Such Small Hands by Andés Barba is an intense, eerie little book that beautifully captures the complexities and conflicts of childhood. Told initially through Marina’s eyes, it begins with one of the most vividly painted car crashes I’ve read, drawing you into the surreal cadence of a tragedy from the point of view of a seven-year-old girl: “The car falling, and where it fell, transforming.”
Before long, Marina learns to recite the appropriate lines: “My father died instantly, my mother in the hospital.” However, it is as though the enormity of the situation has rendered it inconceivable, so that she utters the words without the level of distress the grown ups surrounding her expect.
Confounding expectations is an enduring trait for Marina, as she goes on to unsettle the girls of the orphanage that becomes her home. Her strangeness is an enigma to the other children, attracting them and repelling them in equal measure.
After her doll is stolen and dismembered, Marina invents a game that the other girls can’t resist. Each night, she chooses one of them to be ‘the doll’, ordering the others to strip the chosen one naked and reclothe her in the scratchy dress allocated to ‘the doll’.

******

▶ _ABOUT THIS EXERCISE_:
Please carry on the review of Such Small Hands, picking up right after its final sentence. The rows that come next have nothing to do with the review of Such Small Hands.

▶ _Dataset items_:
******

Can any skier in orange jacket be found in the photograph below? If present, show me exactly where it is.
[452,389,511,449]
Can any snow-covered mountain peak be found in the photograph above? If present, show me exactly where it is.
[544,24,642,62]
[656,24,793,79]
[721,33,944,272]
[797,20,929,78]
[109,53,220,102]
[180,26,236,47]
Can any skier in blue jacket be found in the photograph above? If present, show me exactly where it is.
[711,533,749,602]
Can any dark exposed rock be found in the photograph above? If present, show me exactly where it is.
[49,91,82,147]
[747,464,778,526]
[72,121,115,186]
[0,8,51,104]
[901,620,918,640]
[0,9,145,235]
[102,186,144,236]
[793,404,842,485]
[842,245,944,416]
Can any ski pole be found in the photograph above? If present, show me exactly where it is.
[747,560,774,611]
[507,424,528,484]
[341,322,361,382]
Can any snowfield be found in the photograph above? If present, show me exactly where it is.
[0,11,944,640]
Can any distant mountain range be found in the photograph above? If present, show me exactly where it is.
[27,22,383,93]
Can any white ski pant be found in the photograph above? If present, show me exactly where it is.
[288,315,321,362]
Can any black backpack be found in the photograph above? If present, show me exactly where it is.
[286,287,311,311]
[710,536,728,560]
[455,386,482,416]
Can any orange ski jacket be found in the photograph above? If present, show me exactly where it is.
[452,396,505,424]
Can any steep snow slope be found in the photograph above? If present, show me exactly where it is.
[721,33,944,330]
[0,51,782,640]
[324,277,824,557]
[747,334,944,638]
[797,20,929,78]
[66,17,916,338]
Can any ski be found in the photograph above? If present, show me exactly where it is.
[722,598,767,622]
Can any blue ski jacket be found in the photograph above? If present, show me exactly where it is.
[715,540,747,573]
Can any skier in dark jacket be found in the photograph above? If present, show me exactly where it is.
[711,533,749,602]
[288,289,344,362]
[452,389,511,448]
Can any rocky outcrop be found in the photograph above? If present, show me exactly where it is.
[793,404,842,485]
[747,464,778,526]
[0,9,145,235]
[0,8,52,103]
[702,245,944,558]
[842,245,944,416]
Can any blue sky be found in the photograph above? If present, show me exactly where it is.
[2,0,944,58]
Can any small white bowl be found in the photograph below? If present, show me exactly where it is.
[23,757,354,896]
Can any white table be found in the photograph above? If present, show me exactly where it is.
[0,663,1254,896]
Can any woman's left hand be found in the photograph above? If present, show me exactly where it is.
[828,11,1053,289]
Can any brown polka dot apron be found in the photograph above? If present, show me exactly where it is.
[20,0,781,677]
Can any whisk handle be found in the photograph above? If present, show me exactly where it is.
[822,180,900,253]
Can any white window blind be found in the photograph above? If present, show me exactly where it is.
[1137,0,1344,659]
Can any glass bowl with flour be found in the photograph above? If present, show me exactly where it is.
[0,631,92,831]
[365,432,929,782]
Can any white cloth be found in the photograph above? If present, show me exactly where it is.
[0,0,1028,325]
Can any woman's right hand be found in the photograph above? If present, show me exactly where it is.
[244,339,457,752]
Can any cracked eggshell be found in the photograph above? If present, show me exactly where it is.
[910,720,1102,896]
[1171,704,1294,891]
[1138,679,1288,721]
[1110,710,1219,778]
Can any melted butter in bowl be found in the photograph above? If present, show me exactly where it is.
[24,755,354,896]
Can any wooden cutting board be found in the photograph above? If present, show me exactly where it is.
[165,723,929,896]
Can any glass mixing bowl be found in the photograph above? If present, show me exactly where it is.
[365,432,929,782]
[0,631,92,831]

******

▶ _TASK ANSWER_:
The game is frightening, and yet overwhelmingly alluring to the children. They are repulsed and discomforted, each night both dreading and longing to be selected.
But before Marina devises the game, author Andés Barba inserts a scene that chillingly foreshadows it.
A line of caterpillars, which they’ve been warned not to touch, marches across the playground, Marina, alone as she almost always is, watches the caterpillars with obsessive scrutiny. ”It made her dizzy to think that they were dangerous, that they stung. Marina picked up a stick. She thought of a number: four. She started counting from the head of the procession. One. Two. Three. Four. And the fourth one she jabbed with the stick.”
It’s an act so methodical, and so seemingly callous, and it sends a ripple of shock through the yard. In the second when she stabs the caterpillar, all the others stop moving, a detail that fascinates Marina. “How had the news travelled from one to the next?”
Interwoven with this moment of curiosity is Marina’s retelling of the story of the car crash to a psychologist, weaving in her mythologizing of that world-altering instant.
But in the present, the other girls have formed a circle around Marina and the caterpillar. “She could feel their breath, their bodies pressing against her back, a girl’s head peering over her shoulder. If she turned now, she’d kiss her accidentally.”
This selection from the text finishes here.